* START Recorded information *
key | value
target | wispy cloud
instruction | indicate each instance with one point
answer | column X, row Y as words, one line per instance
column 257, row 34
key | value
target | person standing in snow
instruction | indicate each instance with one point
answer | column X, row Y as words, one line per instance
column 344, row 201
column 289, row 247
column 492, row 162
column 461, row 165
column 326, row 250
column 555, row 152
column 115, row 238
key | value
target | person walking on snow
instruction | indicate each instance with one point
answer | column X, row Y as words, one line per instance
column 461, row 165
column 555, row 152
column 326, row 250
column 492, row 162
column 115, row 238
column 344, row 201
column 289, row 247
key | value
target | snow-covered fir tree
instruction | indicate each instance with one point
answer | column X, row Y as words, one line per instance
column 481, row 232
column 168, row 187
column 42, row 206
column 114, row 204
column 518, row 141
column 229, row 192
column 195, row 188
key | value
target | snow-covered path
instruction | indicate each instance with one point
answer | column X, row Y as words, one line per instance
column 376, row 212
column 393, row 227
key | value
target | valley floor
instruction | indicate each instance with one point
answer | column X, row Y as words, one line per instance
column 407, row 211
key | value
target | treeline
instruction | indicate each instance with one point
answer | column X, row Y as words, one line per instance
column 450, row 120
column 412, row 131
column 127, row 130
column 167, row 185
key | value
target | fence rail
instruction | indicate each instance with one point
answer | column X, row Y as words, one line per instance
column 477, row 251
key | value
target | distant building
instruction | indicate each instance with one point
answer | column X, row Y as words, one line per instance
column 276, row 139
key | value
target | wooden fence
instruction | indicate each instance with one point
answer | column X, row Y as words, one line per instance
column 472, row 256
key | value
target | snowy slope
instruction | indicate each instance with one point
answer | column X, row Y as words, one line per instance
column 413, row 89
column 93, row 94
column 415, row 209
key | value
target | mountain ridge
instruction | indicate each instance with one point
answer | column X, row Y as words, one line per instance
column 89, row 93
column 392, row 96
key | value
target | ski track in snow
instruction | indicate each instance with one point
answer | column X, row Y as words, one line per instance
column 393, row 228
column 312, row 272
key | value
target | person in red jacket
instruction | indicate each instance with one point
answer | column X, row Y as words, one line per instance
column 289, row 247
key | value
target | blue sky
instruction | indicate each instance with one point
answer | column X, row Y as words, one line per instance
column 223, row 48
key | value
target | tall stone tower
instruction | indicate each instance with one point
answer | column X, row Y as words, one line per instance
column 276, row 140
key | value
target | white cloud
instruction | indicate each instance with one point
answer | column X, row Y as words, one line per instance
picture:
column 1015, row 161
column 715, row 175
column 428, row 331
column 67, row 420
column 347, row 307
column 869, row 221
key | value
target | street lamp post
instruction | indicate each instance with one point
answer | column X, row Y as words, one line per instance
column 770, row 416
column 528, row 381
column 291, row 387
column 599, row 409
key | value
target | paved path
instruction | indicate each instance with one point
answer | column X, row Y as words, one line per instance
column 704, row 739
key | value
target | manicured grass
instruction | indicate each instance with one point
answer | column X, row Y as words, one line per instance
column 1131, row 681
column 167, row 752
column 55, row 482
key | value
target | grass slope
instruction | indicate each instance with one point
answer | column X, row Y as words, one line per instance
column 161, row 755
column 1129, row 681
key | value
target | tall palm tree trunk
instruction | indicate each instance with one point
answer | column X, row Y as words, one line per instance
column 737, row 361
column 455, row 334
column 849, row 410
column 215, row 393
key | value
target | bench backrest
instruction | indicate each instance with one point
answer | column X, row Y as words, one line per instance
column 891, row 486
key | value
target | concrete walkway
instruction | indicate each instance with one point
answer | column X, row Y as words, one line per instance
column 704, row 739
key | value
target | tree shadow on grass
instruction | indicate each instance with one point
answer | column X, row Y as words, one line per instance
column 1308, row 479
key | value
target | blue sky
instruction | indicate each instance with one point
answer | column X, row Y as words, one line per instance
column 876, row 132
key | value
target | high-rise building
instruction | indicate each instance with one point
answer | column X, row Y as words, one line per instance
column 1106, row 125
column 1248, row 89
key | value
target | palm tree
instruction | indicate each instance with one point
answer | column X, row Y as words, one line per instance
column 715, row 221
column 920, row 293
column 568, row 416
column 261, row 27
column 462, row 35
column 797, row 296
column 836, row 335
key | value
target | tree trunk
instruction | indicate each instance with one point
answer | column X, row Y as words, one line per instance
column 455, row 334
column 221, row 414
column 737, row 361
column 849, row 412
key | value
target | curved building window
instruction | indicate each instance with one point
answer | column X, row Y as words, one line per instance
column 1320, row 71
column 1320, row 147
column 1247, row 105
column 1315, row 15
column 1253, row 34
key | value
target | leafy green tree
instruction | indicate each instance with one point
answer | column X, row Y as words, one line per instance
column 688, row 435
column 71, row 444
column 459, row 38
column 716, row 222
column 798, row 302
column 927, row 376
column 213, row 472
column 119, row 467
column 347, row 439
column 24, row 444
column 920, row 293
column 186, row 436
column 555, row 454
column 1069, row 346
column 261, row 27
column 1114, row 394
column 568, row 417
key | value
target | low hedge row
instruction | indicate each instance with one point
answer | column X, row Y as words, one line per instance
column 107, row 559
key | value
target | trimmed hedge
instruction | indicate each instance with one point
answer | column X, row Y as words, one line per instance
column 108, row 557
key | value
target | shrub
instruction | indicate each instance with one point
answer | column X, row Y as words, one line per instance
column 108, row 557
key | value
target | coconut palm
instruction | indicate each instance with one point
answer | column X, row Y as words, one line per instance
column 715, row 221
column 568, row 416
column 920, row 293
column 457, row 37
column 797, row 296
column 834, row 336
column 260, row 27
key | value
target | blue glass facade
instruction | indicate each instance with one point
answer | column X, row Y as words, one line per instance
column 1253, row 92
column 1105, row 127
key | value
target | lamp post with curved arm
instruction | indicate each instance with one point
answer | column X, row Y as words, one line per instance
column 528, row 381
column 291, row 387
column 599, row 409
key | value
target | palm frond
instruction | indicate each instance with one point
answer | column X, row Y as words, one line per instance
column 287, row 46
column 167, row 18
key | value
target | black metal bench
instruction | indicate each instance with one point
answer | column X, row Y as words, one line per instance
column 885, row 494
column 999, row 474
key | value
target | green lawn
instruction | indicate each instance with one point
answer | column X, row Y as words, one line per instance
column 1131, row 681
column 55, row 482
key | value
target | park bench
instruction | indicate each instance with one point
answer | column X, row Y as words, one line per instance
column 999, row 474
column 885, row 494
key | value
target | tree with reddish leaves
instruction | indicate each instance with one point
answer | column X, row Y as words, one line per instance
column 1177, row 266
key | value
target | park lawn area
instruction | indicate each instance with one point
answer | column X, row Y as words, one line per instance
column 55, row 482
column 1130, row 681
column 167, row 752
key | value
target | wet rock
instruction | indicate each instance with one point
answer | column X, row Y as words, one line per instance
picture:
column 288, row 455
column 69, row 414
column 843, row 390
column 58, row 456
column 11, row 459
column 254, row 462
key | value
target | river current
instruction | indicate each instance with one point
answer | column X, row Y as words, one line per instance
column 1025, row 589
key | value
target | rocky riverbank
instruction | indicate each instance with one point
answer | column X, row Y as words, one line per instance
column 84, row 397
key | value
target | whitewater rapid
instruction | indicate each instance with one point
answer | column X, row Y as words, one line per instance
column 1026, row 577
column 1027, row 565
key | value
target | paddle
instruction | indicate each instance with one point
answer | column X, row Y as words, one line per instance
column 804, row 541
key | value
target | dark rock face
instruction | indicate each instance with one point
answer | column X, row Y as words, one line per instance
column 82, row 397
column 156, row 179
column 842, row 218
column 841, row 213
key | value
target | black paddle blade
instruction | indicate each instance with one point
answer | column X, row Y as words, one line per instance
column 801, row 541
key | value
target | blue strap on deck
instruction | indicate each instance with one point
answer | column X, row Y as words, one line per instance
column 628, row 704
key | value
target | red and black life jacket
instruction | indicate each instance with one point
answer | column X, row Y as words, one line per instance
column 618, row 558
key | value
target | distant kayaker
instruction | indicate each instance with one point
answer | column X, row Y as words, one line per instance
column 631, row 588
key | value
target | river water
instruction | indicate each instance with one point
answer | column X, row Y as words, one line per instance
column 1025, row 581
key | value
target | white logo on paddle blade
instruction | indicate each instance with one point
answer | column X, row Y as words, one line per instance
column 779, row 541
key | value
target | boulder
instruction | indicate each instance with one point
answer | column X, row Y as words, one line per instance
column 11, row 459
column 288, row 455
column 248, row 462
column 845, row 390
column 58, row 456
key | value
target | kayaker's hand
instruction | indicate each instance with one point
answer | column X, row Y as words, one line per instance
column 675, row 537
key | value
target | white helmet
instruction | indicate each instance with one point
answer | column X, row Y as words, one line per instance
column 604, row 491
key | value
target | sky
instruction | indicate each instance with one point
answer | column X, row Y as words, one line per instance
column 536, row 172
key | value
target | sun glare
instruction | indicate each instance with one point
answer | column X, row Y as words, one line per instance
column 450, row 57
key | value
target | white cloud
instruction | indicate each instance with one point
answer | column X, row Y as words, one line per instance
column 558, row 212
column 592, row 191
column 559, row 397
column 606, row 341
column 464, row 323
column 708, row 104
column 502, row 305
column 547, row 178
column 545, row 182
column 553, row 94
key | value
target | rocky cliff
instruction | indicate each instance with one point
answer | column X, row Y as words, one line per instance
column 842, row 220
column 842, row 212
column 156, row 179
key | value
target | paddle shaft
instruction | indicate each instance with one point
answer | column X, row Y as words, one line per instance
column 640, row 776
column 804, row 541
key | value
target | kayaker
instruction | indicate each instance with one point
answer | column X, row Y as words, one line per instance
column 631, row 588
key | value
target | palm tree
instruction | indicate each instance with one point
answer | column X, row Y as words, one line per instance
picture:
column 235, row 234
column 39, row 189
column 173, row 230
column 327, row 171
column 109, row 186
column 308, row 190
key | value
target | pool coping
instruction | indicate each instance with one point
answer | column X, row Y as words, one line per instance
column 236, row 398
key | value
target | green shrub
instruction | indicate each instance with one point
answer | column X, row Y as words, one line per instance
* END Recorded information *
**Instructions for the task**: Tally the lines in the data that contain the word "park". Reply with the number only.

**Solution for this exercise**: 2